## DO THIS
Please report every line of the listing below that contains the word "Outline", treating uppercase and lowercase as different.

━━ EXERCISE MATERIALS ━━

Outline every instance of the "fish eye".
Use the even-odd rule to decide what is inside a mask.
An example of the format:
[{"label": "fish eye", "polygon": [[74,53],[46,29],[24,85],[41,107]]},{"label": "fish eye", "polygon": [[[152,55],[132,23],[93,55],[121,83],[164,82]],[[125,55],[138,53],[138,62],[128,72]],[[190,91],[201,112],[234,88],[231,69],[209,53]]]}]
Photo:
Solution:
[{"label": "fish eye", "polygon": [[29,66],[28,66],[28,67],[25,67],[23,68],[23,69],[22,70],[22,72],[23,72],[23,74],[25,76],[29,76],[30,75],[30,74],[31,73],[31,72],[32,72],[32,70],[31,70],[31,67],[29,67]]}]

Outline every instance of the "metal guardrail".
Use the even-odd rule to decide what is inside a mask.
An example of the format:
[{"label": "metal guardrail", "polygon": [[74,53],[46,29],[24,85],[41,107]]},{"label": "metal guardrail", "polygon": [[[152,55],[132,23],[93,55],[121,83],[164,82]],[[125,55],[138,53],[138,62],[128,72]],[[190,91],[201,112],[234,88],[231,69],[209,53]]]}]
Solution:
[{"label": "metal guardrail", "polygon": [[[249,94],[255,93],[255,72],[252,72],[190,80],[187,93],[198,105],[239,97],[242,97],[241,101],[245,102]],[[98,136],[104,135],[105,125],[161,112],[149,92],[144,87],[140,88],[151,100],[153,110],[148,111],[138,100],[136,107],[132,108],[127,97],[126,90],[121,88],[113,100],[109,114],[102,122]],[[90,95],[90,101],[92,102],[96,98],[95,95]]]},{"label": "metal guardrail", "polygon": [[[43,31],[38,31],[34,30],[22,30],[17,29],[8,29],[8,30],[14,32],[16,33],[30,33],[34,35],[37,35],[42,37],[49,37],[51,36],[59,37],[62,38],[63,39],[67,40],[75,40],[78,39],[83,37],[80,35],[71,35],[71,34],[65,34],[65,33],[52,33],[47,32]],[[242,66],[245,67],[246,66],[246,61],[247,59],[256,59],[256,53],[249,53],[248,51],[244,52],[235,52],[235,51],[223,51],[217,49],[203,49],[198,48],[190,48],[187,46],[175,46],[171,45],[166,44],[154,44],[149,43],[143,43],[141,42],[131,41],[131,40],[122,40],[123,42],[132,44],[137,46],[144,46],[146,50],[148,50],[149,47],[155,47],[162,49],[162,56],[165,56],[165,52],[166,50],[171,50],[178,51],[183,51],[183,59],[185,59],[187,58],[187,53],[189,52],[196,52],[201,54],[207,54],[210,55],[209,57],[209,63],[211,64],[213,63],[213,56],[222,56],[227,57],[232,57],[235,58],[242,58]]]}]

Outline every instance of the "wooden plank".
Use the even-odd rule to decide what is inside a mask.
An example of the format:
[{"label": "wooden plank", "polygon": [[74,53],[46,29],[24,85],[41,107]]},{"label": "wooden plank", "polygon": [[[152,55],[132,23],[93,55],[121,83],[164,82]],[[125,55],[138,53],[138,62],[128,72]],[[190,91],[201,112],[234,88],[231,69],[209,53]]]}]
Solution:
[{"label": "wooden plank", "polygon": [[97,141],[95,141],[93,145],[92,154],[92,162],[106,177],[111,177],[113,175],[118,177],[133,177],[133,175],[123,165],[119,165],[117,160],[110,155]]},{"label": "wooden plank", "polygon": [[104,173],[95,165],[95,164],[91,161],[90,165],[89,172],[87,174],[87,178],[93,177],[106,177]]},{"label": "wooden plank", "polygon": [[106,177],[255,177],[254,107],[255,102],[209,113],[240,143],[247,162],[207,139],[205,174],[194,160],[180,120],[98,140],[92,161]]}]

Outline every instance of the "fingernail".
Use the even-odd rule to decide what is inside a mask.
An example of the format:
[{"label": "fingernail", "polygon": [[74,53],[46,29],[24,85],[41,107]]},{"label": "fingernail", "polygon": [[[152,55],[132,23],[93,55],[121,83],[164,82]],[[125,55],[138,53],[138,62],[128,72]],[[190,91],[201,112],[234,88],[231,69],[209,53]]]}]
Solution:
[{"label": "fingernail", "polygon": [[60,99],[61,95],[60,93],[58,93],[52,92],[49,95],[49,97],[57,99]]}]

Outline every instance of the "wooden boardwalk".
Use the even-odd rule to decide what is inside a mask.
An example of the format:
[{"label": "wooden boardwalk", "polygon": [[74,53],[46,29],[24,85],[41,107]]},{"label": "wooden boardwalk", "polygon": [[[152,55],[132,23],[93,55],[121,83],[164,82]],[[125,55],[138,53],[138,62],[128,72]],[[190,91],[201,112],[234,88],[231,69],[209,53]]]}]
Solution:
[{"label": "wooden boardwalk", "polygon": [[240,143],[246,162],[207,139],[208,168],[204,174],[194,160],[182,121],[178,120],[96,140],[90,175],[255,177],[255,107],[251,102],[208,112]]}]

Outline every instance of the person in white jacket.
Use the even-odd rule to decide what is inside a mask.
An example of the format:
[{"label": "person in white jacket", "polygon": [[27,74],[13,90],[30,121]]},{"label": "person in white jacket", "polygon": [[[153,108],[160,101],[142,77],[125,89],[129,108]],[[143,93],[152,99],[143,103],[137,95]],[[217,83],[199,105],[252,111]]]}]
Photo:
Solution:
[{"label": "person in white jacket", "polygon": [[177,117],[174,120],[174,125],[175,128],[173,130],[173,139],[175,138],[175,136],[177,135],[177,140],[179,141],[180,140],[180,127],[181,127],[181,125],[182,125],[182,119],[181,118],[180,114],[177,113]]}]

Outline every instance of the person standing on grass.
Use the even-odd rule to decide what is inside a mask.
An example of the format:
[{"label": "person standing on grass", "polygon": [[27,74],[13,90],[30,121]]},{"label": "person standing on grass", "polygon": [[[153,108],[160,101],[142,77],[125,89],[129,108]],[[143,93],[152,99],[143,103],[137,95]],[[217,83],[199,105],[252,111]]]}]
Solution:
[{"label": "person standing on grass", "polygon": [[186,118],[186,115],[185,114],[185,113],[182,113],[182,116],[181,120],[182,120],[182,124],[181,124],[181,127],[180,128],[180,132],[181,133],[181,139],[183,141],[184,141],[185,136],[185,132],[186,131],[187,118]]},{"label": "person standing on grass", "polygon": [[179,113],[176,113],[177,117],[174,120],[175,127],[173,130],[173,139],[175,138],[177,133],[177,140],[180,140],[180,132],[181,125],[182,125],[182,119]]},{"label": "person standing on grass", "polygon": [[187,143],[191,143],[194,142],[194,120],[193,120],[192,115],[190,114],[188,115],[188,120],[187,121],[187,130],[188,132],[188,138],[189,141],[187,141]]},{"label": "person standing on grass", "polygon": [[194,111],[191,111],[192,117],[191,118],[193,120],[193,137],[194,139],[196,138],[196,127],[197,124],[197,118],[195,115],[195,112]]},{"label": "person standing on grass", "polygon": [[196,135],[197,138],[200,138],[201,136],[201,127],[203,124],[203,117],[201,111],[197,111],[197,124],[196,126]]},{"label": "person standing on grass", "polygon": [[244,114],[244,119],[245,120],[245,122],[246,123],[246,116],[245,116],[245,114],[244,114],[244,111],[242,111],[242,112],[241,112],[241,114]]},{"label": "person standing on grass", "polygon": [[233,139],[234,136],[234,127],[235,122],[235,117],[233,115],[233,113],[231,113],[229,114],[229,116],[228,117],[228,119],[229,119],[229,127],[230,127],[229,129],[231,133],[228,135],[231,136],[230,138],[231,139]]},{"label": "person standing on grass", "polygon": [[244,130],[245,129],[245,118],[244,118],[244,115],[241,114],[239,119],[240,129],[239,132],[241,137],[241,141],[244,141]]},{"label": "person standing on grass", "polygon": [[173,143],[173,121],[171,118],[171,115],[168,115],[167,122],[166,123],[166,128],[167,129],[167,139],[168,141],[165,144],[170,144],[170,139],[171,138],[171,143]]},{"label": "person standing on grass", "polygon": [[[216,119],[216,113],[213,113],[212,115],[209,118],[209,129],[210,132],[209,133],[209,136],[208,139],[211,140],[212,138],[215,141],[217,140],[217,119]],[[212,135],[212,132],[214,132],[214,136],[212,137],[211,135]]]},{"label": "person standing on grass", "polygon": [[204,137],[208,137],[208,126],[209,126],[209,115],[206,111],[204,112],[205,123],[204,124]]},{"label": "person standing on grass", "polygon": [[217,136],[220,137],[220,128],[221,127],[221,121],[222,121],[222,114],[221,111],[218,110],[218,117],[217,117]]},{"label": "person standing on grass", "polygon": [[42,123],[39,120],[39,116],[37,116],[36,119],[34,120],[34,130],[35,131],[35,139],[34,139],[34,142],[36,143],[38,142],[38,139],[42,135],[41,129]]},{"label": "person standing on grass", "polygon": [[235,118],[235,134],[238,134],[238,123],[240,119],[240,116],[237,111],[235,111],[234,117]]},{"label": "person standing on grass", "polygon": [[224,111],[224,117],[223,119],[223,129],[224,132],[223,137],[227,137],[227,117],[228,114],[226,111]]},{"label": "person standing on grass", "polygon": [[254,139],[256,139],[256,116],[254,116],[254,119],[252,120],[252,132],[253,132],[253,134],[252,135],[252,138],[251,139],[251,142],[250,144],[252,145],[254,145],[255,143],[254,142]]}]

━━━

## RESULT OF THIS TASK
Outline every instance of the "fish eye".
Outline every instance of the "metal guardrail".
Outline every instance of the "wooden plank".
Outline every instance of the "fingernail".
Outline every instance of the "wooden boardwalk".
Outline every instance of the person in white jacket.
Outline every instance of the person standing on grass.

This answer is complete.